SÖĞÜT'ÜN ERTUĞRUL BEY'E VERİLMESİ

Bu hususta ilk Osmanlı tarihçilerinin müşterek rivayetlerinden biri, Kayı aşiretinin beyi olan Ertuğrul Gazi’nin Karacahisar’ın kuşatması sırasındaki başarısı ile Selçuklu Sultanı Alâeddin’i etkilemesi, bunun üzerine Sultan Alâeddin’in Ertuğrul Gazi’ye kışlak olarak Bilecik ve Eskişehir arasında verimli bir dere yatağını içine alan Söğüt vadisini ve yaylak olarak da Domaniç dağlarını vermesidir.

Bir diğer rivayet ise Ertuğrul Gazi’nin Selçuklu Devleti sınır boylarına uç beyi olarak yerleşmesi sırasında buraya gelmesi ve mahallî Bizans güçleriyle savaşıp Bilecik’i alması olayıdır. Söğüt’te Ertuğrul Gazi’nin türbesinin bulunması, Şeyh Edebâlî ile Sultan Osman, Orhan ve Murad Hudâvendigâr’ın vakıflarına gelir olarak tahsis edilen yerlerin mevcudiyeti, ayrıca XVI. yüzyıl tahrir verilerine göre burada Kayı aşiretinin yerleşmiş olması, Osmanlılar’ın tarih sahnesine çıktığı ilk dönemlerde Söğüt’ün belirleyici önemini ortaya koyar. Bu durumda Söğüt’ün, Ertuğrul Gazi’nin aşiretinin başında olduğu sıralarda bir uç yerleşmesi ve ardından oğlu Osman Gazi’nin ilk idarî merkezi şeklinde öne çıktığı söylenebilir.

****************

=== Yapılacak işler ===
a) Söğüt'ün Ertuğrul Bey'e verilmesini anlatan metne göre Sultan Alâeddin, Ertuğrul Gazi'ye yaylak olarak neresini vermiştir?
b) Söğüt'ün Ertuğrul Bey'e verilmesini anlatan metni son cümlesinden sonra devam ettirin.

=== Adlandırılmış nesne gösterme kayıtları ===
****************

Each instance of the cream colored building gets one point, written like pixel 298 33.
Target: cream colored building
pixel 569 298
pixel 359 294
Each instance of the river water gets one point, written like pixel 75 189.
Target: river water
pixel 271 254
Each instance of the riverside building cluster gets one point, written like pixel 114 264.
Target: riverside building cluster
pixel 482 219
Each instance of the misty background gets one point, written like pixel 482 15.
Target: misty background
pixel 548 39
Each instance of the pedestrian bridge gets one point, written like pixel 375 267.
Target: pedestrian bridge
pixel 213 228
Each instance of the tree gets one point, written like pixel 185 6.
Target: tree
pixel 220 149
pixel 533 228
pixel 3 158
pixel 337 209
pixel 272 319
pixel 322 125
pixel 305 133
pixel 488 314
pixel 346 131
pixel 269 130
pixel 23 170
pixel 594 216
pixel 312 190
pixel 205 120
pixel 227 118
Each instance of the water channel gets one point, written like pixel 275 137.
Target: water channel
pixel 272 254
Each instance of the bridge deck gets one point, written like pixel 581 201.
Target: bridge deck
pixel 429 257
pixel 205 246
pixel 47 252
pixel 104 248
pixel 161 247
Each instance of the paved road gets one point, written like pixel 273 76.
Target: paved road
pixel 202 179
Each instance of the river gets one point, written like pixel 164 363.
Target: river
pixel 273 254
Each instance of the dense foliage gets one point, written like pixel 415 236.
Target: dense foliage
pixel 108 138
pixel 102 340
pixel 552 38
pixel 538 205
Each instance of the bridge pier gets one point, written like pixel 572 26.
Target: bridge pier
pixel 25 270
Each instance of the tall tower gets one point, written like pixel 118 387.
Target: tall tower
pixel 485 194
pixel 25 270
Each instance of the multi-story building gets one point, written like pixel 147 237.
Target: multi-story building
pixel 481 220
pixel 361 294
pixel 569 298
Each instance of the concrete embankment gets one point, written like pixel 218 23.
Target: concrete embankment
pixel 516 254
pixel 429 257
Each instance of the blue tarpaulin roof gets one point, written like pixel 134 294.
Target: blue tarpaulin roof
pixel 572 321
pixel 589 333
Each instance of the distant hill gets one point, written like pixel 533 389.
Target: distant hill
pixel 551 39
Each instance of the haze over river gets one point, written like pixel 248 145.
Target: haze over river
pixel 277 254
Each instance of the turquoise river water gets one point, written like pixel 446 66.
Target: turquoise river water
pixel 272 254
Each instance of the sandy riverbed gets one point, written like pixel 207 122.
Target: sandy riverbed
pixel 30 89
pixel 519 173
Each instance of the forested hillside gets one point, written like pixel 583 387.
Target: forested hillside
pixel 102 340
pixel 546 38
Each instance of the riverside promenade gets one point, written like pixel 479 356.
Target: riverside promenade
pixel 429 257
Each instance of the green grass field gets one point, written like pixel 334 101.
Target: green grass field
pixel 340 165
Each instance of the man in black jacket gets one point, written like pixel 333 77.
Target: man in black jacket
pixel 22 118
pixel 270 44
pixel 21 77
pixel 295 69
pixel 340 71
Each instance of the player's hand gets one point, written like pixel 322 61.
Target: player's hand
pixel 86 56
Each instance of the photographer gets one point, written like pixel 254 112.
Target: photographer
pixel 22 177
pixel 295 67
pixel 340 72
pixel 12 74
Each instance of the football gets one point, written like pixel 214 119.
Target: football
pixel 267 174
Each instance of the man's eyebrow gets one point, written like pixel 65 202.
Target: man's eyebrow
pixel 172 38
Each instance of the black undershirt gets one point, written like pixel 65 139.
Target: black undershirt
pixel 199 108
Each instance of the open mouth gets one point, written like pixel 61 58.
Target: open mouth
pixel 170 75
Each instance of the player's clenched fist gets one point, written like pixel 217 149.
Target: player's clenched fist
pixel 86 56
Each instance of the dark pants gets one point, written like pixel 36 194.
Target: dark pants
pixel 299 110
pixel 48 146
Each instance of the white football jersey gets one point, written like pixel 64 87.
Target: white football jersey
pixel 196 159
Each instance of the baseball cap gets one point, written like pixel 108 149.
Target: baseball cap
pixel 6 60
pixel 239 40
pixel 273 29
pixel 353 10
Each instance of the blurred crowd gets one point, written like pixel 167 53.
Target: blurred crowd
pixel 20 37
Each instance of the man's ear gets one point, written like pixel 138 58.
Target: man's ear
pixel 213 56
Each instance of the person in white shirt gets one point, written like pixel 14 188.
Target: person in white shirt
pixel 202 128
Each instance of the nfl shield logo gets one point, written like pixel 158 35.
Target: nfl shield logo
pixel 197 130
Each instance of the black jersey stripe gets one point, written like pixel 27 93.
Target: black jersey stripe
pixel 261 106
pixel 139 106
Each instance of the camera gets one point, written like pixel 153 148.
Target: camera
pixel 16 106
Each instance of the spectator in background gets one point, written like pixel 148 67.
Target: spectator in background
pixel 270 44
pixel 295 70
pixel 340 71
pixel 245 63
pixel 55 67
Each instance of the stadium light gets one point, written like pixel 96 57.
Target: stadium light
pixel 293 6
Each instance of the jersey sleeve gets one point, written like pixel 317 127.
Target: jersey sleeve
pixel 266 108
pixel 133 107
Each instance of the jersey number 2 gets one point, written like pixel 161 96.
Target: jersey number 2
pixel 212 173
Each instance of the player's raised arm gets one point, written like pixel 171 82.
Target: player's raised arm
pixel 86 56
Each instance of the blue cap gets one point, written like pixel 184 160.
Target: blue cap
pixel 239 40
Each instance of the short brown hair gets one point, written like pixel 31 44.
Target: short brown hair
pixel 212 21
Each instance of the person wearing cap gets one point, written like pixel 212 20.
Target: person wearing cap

****************

=== Görev sonuçları ===
a) Domaniç dağlarını.

b)
Osman Gazi’nin XIV. yüzyıl başlarında batıda Bizanslılar üzerine yapılan gazâ hareketini yayması ve süratle Marmara bölgesine doğru genişlemesi, arkasından oğlu Orhan Bey döneminde Bursa’nın fethi (726/1326) gibi sebepler, Söğüt ve yöresinin giderek idarî ve siyasî bakımdan arka planda kalmasına yol açmış olmalıdır. İstanbul’un fethinden sonra ise İstanbul’dan Anadolu’ya doğru “sağ kol” veya “hac yolu” olarak bilinen meşhur yolun üzerinde bulunduğundan hacca giden hacıların konakladığı yerlerden biri haline gelmiştir.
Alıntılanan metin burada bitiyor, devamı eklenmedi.